>> START

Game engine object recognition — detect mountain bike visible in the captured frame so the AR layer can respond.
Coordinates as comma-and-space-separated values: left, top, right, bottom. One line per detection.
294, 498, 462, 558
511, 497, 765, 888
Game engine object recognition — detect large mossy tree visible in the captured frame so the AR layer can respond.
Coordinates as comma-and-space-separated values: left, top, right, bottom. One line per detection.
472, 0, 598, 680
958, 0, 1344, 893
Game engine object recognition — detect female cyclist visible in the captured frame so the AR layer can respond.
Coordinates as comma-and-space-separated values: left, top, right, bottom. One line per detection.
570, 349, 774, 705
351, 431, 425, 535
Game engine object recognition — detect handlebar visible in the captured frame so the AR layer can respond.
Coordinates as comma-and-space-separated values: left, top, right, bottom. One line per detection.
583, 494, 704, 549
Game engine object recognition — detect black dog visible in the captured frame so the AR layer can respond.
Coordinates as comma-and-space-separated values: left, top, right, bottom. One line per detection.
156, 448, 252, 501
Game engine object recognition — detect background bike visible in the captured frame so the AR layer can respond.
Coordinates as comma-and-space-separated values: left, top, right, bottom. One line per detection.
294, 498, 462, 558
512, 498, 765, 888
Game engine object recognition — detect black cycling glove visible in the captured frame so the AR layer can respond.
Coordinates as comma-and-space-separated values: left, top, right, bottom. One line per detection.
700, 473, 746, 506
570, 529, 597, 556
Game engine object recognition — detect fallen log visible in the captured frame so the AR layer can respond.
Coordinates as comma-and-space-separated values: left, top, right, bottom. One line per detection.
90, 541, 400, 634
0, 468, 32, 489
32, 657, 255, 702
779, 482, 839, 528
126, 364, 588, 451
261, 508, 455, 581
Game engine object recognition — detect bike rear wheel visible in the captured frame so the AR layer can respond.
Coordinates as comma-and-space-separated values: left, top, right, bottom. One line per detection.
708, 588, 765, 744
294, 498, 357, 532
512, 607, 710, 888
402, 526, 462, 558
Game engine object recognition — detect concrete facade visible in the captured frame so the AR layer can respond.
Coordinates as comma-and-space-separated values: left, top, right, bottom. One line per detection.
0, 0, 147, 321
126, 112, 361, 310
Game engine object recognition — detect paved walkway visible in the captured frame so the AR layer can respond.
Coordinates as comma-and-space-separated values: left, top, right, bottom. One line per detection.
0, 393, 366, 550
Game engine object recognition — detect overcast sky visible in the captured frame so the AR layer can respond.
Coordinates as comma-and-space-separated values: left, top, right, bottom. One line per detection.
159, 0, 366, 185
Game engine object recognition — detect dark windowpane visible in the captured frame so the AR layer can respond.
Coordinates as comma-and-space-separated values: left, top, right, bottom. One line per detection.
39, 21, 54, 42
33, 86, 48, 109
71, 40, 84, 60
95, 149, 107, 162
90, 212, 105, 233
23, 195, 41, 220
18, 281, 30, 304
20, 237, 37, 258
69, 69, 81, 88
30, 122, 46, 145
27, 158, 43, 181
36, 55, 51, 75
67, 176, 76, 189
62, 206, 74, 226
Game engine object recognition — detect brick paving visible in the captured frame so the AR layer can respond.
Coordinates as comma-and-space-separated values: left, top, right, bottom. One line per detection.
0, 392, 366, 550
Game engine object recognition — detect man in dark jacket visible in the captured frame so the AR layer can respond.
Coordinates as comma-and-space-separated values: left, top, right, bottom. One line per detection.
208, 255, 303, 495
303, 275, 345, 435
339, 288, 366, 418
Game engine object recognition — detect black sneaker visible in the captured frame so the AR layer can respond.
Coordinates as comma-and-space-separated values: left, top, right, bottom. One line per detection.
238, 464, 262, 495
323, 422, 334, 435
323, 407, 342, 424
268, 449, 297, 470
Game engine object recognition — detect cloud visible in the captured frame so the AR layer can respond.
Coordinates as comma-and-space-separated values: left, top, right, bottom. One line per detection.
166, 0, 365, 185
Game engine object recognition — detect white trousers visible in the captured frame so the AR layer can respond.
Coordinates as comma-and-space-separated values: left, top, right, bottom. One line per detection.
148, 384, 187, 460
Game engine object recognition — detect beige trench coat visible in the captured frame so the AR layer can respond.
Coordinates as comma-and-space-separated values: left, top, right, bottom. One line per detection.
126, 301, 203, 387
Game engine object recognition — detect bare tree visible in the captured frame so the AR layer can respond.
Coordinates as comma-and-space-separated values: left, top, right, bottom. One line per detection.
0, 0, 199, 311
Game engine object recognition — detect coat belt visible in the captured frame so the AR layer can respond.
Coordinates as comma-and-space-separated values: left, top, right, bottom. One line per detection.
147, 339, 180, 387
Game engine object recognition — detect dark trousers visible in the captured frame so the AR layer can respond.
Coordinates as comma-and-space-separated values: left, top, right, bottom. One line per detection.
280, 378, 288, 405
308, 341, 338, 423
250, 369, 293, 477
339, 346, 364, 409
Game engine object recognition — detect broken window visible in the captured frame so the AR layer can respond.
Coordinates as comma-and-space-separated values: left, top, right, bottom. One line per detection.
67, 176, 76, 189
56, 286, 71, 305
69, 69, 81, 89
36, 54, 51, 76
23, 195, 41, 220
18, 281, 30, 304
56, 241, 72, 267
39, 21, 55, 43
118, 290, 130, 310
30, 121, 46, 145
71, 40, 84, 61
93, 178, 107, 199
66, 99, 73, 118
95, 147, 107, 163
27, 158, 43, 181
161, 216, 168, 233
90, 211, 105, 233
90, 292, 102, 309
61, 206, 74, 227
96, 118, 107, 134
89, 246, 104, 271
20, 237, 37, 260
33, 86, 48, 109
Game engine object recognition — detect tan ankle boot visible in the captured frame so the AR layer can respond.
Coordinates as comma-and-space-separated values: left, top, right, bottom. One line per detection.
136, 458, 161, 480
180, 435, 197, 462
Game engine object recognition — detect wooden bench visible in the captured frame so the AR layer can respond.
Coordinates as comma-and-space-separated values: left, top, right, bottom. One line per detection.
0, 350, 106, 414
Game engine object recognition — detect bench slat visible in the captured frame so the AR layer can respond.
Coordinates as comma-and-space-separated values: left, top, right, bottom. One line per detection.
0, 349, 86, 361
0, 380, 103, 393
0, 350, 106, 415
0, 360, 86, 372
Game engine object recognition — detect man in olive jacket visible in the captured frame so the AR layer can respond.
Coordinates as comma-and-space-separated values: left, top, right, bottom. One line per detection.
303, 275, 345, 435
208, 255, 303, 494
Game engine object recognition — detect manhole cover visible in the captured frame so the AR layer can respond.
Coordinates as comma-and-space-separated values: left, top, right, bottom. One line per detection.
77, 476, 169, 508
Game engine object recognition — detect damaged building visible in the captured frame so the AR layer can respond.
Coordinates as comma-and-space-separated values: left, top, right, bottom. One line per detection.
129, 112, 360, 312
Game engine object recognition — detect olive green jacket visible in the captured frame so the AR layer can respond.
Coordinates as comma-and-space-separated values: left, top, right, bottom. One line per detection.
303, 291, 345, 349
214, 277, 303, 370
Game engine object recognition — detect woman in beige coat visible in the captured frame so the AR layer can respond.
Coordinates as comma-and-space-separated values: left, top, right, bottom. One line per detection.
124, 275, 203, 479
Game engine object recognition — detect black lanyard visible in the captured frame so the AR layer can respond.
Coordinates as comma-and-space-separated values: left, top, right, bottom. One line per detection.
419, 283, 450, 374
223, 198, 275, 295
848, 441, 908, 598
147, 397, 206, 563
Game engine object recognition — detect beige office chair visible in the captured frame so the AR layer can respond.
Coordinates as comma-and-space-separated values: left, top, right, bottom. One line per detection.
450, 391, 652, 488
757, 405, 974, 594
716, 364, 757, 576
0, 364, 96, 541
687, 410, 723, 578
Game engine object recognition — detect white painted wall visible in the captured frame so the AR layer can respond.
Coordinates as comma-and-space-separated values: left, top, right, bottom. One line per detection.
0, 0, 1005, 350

>> END

▶ [What needs to be done]
Copy every one of the rows above verbatim.

▶ [Written response]
Game engine object recognition — detect mountain bike visible in the captured frame so the AR layer can respond.
Coordinates as comma-and-space-separated values: left, top, right, bottom. One line per detection.
294, 498, 462, 558
511, 497, 765, 888
Game engine object recognition — detect large mossy tree visible in the captured frame so the AR layer can respond.
Coordinates as comma-and-space-separated values: left, top, right, bottom. One line per detection.
472, 0, 598, 680
958, 0, 1344, 893
Game engine object recognition — detect female cyclist visible in the captured frame so the AR layer can respond.
Coordinates as comma-and-space-separated values: left, top, right, bottom. One line per detection.
570, 349, 774, 705
351, 431, 425, 535
Game engine object recognition — detect handlebar visible in the captured frame so the AR layer can respond.
Coordinates as comma-and-space-separated values: left, top, right, bottom. One line per detection.
583, 494, 704, 549
Game engine object recognition — detect black dog visible in the captured frame so the AR layer can respond.
Coordinates as comma-and-space-separated values: left, top, right, bottom. One line per detection.
156, 448, 252, 501
Game engine object recognition — detect background bike visible in the captured frame so the AR layer can respond.
Coordinates as comma-and-space-separated values: left, top, right, bottom. One line per detection.
294, 498, 462, 558
512, 498, 765, 888
Game engine object recognition — detect black cycling glove visible in the captured frame so the AR layer can respond.
Coordinates as comma-and-space-separated values: left, top, right, bottom. One line per detection.
700, 473, 746, 506
570, 529, 597, 556
Game engine object recognition — detect fallen log visible in the captured frame so the AR layer can respond.
Coordinates as comma-and-space-separated values: left, top, right, bottom. One line per detection.
90, 541, 400, 634
0, 468, 32, 489
32, 657, 255, 702
779, 482, 839, 528
126, 364, 588, 451
261, 508, 455, 581
Game engine object recognition — detect bike rear wheel visible in the captured frame so the AR layer can respond.
Coordinates as comma-and-space-separated values: left, top, right, bottom. One line per detection.
708, 588, 765, 744
294, 498, 357, 532
512, 607, 710, 888
402, 526, 462, 558
Game engine object recognition — detect concrete facade visible in the captured frame so the AR layer can respond.
Coordinates as comma-and-space-separated values: left, top, right, bottom. One line per detection.
0, 0, 147, 321
126, 112, 361, 310
Game engine object recognition — detect paved walkway visible in the captured frame so the AR layer can respond.
Coordinates as comma-and-space-separated values: left, top, right, bottom. One line per detection.
0, 393, 366, 550
Game engine object recognition — detect overcast sky visible in the captured frame so the AR layer can respond.
Coordinates as comma-and-space-separated values: left, top, right, bottom. One line per detection.
159, 0, 366, 185
Game engine object recognition — detect dark windowpane visible in the captured frame so the AR layer can respond.
Coordinates as comma-and-space-separated values: left, top, right, bottom. One line per detection.
39, 21, 54, 42
33, 86, 48, 109
71, 40, 84, 60
95, 149, 107, 162
90, 212, 105, 233
23, 195, 41, 220
18, 281, 30, 304
20, 237, 37, 258
69, 69, 81, 88
30, 122, 46, 145
27, 158, 43, 181
36, 55, 51, 75
67, 176, 76, 189
62, 206, 74, 226
Game engine object recognition — detect brick paving visible in the captured frame so the AR layer can respond.
Coordinates as comma-and-space-separated values: left, top, right, bottom. One line per detection.
0, 392, 366, 550
Game engine object recognition — detect man in dark jacket visible in the captured frame so the AR layer can respond.
Coordinates as comma-and-space-separated values: left, top, right, bottom. One line per detection.
208, 255, 303, 495
303, 275, 345, 435
339, 288, 366, 418
Game engine object recognition — detect black sneaker visible in the captured frame so the AR layer can respond.
Coordinates as comma-and-space-separated values: left, top, right, bottom. One line per detection.
238, 464, 262, 495
323, 422, 334, 435
323, 407, 342, 424
268, 449, 297, 470
Game engine object recognition — detect cloud visible in the captured frame so the AR layer can respond.
Coordinates as comma-and-space-separated values: left, top, right, bottom. One line per detection.
166, 0, 365, 185
Game engine object recognition — detect white trousers visible in the captured frame so the AR layer can respond.
Coordinates as comma-and-space-separated values: left, top, right, bottom. One line per detection.
148, 384, 187, 460
Game engine object recognition — detect beige trench coat visible in the captured frame so the AR layer can respond.
Coordinates as comma-and-space-separated values: left, top, right, bottom. One line per detection.
126, 301, 203, 387
Game engine object recognition — detect bare tree visible in the captured frame so the AR layer can respond.
Coordinates as comma-and-space-separated values: left, top, right, bottom. One line per detection.
0, 0, 199, 311
Game engine object recognition — detect coat belt visible in the captured frame so the AR layer can respond.
Coordinates as comma-and-space-separated values: left, top, right, bottom. One line per detection.
147, 339, 180, 387
Game engine object recognition — detect dark trousers visible in the captured frame so the AR layer can respond.
Coordinates as comma-and-space-separated values: left, top, right, bottom. One line per detection.
280, 378, 288, 405
308, 341, 338, 423
250, 369, 293, 477
339, 346, 364, 409
Game engine object recognition — detect broken window visible in the captured frame so the AR layer can respond.
Coordinates as comma-and-space-separated values: left, top, right, bottom. One line per detection.
67, 176, 76, 189
56, 286, 71, 305
69, 69, 81, 89
36, 54, 51, 76
23, 195, 41, 220
18, 281, 30, 304
56, 241, 72, 267
39, 21, 55, 43
118, 290, 130, 310
30, 121, 46, 145
71, 40, 84, 61
93, 178, 107, 199
66, 99, 73, 118
95, 147, 107, 163
27, 158, 43, 181
161, 216, 168, 233
90, 211, 105, 233
90, 292, 102, 309
61, 206, 74, 227
96, 118, 107, 134
89, 246, 104, 271
20, 237, 37, 260
33, 86, 48, 109
Game engine object recognition — detect tan ankle boot visible in the captured frame so the AR layer can respond.
Coordinates as comma-and-space-separated values: left, top, right, bottom. One line per detection.
136, 458, 161, 480
180, 435, 197, 462
Game engine object recognition — detect wooden bench visible in the captured frame so the AR layer can respond.
Coordinates as comma-and-space-separated values: left, top, right, bottom. One line per detection.
0, 350, 106, 414
Game engine object recognition — detect bench slat visible in the captured frame so the AR layer can respond.
Coordinates as comma-and-space-separated values: left, top, right, bottom. One line per detection.
0, 349, 86, 361
0, 380, 103, 393
0, 350, 106, 415
0, 360, 86, 372
Game engine object recognition — detect man in olive jacket visible in the captured frame so the AR layer can respond.
Coordinates as comma-and-space-separated values: left, top, right, bottom. One line per detection.
303, 275, 345, 435
208, 255, 303, 494
Game engine object recognition — detect manhole cover visible in the captured frame so the AR layer can respond.
Coordinates as comma-and-space-separated values: left, top, right, bottom. One line per detection.
77, 476, 169, 508
Game engine object recognition — detect damaged building visible in the captured frame so the AR layer can respond.
Coordinates as comma-and-space-separated values: left, top, right, bottom. One line per detection.
129, 112, 360, 312
Game engine object recognition — detect olive green jacket visible in the captured frame so the AR layer can respond.
Coordinates as comma-and-space-separated values: left, top, right, bottom. One line per detection.
303, 291, 345, 349
214, 277, 303, 370
Game engine object recognition — detect woman in beige coat visible in the captured frame so the AR layer can respond.
Coordinates as comma-and-space-separated values: left, top, right, bottom. One line per detection.
124, 275, 203, 479
Game engine object recognition — detect black lanyard visible in the captured frame so the AR layer can respond.
Coordinates as comma-and-space-separated values: left, top, right, bottom. One line per detection.
419, 283, 450, 374
223, 198, 275, 295
848, 441, 908, 598
147, 397, 206, 563
Game engine object recognition — detect beige office chair visible in the captured frame so the AR layer can respond.
Coordinates as comma-and-space-separated values: left, top, right, bottom. One line per detection.
450, 391, 652, 488
757, 405, 974, 594
716, 364, 757, 576
0, 364, 96, 541
687, 410, 723, 578
Game engine object recognition — detect white painted wall visible in the captured frame so the AR layer can respond.
Coordinates as comma-and-space-separated values: left, top, right, bottom. One line per detection.
0, 0, 1005, 350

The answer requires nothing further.